> Aim:
Render the lines of all the entries below as a JSON list of strings, one string per line, skipping blank lines.

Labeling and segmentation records
START

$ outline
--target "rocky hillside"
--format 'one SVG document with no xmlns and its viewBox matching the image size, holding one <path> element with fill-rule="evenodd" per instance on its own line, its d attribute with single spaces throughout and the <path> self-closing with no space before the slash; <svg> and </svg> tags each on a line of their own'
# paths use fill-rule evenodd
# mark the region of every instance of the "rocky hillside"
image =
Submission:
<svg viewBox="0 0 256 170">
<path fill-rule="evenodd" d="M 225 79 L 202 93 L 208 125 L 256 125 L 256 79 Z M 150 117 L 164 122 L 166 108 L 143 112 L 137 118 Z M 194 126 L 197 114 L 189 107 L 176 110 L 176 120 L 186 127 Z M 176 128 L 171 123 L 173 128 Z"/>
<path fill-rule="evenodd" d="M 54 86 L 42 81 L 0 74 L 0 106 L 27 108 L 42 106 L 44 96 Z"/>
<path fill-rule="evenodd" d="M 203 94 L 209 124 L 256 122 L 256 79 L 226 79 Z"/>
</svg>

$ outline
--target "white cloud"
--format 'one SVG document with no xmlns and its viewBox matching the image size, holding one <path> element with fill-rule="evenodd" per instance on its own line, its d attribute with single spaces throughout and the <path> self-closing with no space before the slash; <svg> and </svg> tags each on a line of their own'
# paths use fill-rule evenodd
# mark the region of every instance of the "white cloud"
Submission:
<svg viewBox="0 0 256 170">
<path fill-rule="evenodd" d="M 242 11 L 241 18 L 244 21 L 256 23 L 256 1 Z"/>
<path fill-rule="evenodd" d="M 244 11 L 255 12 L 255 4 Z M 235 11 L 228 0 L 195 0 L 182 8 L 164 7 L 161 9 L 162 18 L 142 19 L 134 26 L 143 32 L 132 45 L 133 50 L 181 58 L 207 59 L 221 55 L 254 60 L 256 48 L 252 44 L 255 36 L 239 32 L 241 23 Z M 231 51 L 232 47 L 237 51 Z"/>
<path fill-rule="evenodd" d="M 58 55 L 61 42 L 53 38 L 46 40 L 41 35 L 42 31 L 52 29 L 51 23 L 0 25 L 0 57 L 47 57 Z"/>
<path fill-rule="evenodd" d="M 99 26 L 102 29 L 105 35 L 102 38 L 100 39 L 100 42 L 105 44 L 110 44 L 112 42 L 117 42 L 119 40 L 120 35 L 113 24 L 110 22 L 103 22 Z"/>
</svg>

END

> Task result:
[
  "$ outline",
  "--target \"rocky hillside\"",
  "--format 'one SVG document with no xmlns and its viewBox matching the image size, holding one <path> element with fill-rule=\"evenodd\" per instance on its own line, its d attribute with single spaces throughout and the <path> self-closing with no space before the slash; <svg> and </svg> tags each on a line of their own'",
  "# paths use fill-rule evenodd",
  "# mark the region of every instance of the \"rocky hillside\"",
  "image =",
  "Submission:",
  "<svg viewBox=\"0 0 256 170\">",
  "<path fill-rule=\"evenodd\" d=\"M 225 79 L 202 93 L 208 125 L 256 125 L 256 79 Z M 150 117 L 164 122 L 166 108 L 143 112 L 137 118 Z M 194 126 L 197 114 L 189 107 L 176 110 L 176 120 L 186 127 Z M 176 128 L 171 123 L 173 128 Z\"/>",
  "<path fill-rule=\"evenodd\" d=\"M 54 86 L 42 81 L 0 74 L 0 106 L 27 108 L 42 106 L 44 96 Z\"/>",
  "<path fill-rule=\"evenodd\" d=\"M 203 94 L 209 124 L 256 122 L 256 79 L 226 79 Z\"/>",
  "</svg>",
  "$ outline",
  "--target \"white cloud\"",
  "--format 'one SVG document with no xmlns and its viewBox matching the image size, holding one <path> element with fill-rule=\"evenodd\" per instance on its own line, its d attribute with single spaces throughout and the <path> self-closing with no space before the slash; <svg> and </svg> tags each on a line of their own'",
  "# paths use fill-rule evenodd",
  "# mark the region of every instance of the \"white cloud\"",
  "Submission:",
  "<svg viewBox=\"0 0 256 170\">",
  "<path fill-rule=\"evenodd\" d=\"M 242 11 L 241 18 L 244 21 L 256 23 L 256 1 Z\"/>",
  "<path fill-rule=\"evenodd\" d=\"M 244 11 L 255 12 L 255 4 Z M 235 11 L 228 0 L 195 0 L 182 8 L 164 7 L 161 9 L 162 18 L 142 19 L 134 26 L 143 32 L 132 45 L 133 50 L 181 58 L 207 59 L 221 55 L 254 60 L 256 48 L 252 44 L 255 36 L 239 32 L 241 23 Z M 231 51 L 232 47 L 237 51 Z\"/>",
  "<path fill-rule=\"evenodd\" d=\"M 58 55 L 61 42 L 53 38 L 46 40 L 41 35 L 42 31 L 52 29 L 51 23 L 0 25 L 0 57 L 47 57 Z\"/>",
  "<path fill-rule=\"evenodd\" d=\"M 99 26 L 102 29 L 105 35 L 102 38 L 100 39 L 100 42 L 105 44 L 110 44 L 112 42 L 117 42 L 119 40 L 120 35 L 113 24 L 110 22 L 103 22 Z\"/>",
  "</svg>"
]